Photo object pointing data:

※

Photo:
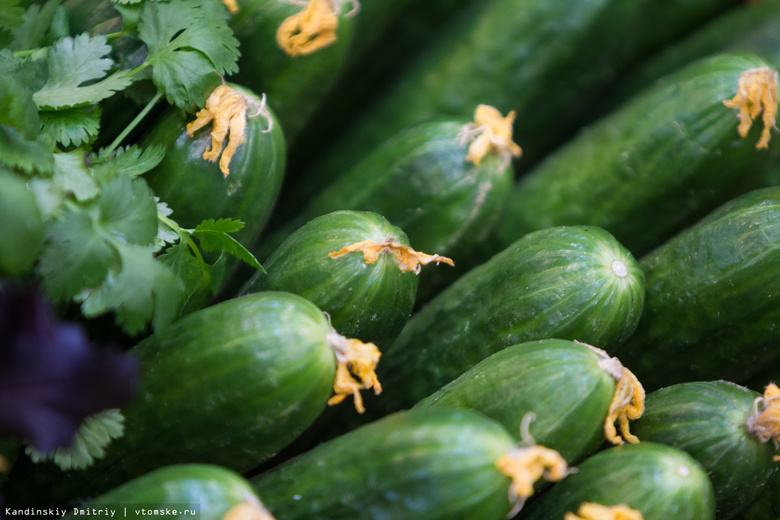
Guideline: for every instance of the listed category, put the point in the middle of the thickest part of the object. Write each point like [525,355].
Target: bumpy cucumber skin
[555,283]
[707,420]
[559,381]
[662,482]
[195,189]
[658,164]
[550,61]
[710,306]
[21,235]
[432,464]
[294,85]
[421,182]
[229,385]
[368,302]
[210,490]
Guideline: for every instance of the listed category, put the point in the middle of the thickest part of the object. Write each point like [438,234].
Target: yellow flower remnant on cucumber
[227,108]
[490,133]
[231,5]
[313,27]
[527,465]
[764,423]
[248,511]
[628,402]
[591,511]
[406,258]
[756,92]
[358,358]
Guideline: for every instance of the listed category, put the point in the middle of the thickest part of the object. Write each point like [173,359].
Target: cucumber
[295,85]
[21,235]
[661,482]
[568,283]
[421,182]
[229,385]
[656,165]
[431,464]
[199,490]
[548,60]
[196,189]
[371,302]
[752,27]
[708,420]
[565,385]
[710,304]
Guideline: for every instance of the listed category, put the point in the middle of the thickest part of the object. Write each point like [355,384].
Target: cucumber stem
[121,137]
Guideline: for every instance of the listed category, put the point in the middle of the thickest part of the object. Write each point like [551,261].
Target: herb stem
[121,137]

※

* **The problem**:
Reproduce the part of the data that opens with the line containing "point like [173,359]." and runs through the end of the data, keeping every line identical.

* **Completed exercise**:
Guideline: for every instance of the listed category, put the point in the middle of the thickest part of the object. Write each point like [173,359].
Target: cucumber
[295,85]
[21,235]
[661,482]
[568,283]
[421,182]
[229,385]
[656,165]
[431,464]
[199,490]
[548,60]
[196,189]
[371,302]
[752,27]
[708,420]
[565,385]
[710,304]
Guideline: for every instance of the listed category, put the point in the middle of the thickest part of the object. Write each point like [355,384].
Target: cucumber stem
[121,137]
Guideline: for every instance of the listed category, put the point in the middle of the thickest part of the object. Write each point like [551,261].
Target: herb stem
[121,137]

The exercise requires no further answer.